Aim of the task -
Continue the short essay about walking while listening to audiobooks, starting after its last sentence.

Text excerpt -
BEGIN
The digital age offers so many tempting reasons to hunker down in front of the computer. Blogging and updating one’s Facebook profile don’t burn many calories, however, and neither does that equally fun and sedentary activity–reading.
Enter the MP3 player with downloadable audiobooks, proof that 21st century devices promote virtue along with entertainment. I’m a couch potato by nature, but the combined lure of a great book and a first-rate narrator motivates me to break out the walking shoes. I can cover one or two chapters and two or three miles simultaneously. The best part is that the book distracts me from the realization that I’m (ugh) exercising.
My current choice is Polio: An American Story by UT professor David Oshinsky. Intrigued by a library patron’s enthusiastic review, I now agree that this winner of the 2006 Pulitzer Prize for History falls into the reads-like-fiction tag.
END
Entries provided -
BEGIN
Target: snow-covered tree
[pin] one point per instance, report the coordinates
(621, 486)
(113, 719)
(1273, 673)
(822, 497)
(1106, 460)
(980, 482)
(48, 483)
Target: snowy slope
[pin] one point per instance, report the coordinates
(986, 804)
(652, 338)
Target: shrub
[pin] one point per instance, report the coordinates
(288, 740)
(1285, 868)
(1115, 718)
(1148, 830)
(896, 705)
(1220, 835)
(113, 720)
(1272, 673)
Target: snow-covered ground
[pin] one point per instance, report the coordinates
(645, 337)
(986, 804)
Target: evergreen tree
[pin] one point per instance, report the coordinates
END
BEGIN
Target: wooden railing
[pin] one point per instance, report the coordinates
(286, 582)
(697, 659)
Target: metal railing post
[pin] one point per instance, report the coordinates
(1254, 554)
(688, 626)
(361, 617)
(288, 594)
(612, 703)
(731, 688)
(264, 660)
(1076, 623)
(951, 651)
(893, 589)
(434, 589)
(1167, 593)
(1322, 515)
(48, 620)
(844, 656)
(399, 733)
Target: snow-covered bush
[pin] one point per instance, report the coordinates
END
Output of the task -
Oshinsky’s depiction of the decades-long campaign to discover causes, preventive measures, and rehabilitation techniques for polio is compelling. Professional rivalries, politics, changing attitudes toward immigration, racial prejudice, Hollywood, and the emerging field of public relations all play major roles. As with the best social histories, the subject offers a focus to help us better understand how American society is evolving.
How did the concept of “poster child” originate? Why is FDR’s face on the dime? How were human subjects endangered by primitive vaccine tests? These answers and other historical footnotes are revealing themselves to me as I log more miles, especially grateful just now to have the ability to do so.